§ DIRECTIVES
[A] In the blog post about replanting the front yard, list each thing The Daver says must be figured out before the new plants go in.
[B] Transcribe the blog post about replanting the front yard verbatim, everything from "I’d bought myself" down to "atop each other.".

§ DOCUMENT SEGMENT

________

June15
Last year – or perhaps it was two years ago – I decided that my house looked like a serial killer lived here. Not just a serial killer’s GIRLFRIEND (I heart you, Dexter), but a reclusive serial killer who probably chopped up hookers to make light fixtures out of their boobs.
The overgrown shrubbery had practically obscured all the windows in the front and I intended to remove them. All 958 of them.
I’d bought myself a pickax and a number of loppers capable of removing my fingers with a quick motion and set to work. I did manage to remove a few of the bushes myself before I paid the neighbor kid to remove the rest. When I’d started the process, see, I hadn’t expected that the early landscapers would plant so many fucking bushes atop each other.
But they did. Thanks, old landscapers.
After my neighbor was off spending the check I wrote him on a new iPod, I surveyed my lawn. Clearly something had to go in the gigantic trench the bushes had left behind. But…what? I’m no arborist or botanist and frankly, by that point, I’d rather have gouged out my eyeball with my pickax than replant some.
I made mention of this requirement to The Daver.
Me: “It looks like we’ve dug a foxhole in our front yard.”
The Daver: “Yep.”
Me: “Like any moment, World War II vets are going to pour into the holes and start shooting at the neighbor’s dogs.”
The Daver: “Yep.”
Me: “Or maybe a moat.”
The Daver: “Yep.”
Me: “But it can’t be a moat without a fire-breathing dragon and some cannons. Can we get a fire-breathing dragon?”
The Daver (not even looking up from his work): “Nope.”
Me: “Well, I need to replant some shit in there.”
The Daver: “Yep.”
Me: “Maybe some of those plants that eat people.”
The Daver: “Nope.”
Me: “Okay, then what?”
The Daver: “That’s your job to figure out.”
Me: “I hate planning.”
The Daver (now looking up, exasperated): “You need to sit down, figure out what will grow in there, the supplies you’ll need to install them, the places you can purchase these plants, and how long it will take you to put them in. I want an itemized list.”
Me: “Hrms. Maybe I can put the old, dead bushes back.”
The Daver: “Nope.”
Me (flicking off the back of his head): “Bite me.”

________

§ DATASET EXTRACT

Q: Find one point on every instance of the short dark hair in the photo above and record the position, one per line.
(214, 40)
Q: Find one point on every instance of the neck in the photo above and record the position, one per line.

________

§ EXPECTED OUTPUTS
[A]
- What will grow in there
- The supplies needed to install them
- The places where these plants can be purchased
- How long it will take to put them in

[B]
I’d bought myself a pickax and a number of loppers capable of removing my fingers with a quick motion and set to work. I did manage to remove a few of the bushes myself before I paid the neighbor kid to remove the rest. When I’d started the process, see, I hadn’t expected that the early landscapers would plant so many fucking bushes atop each other.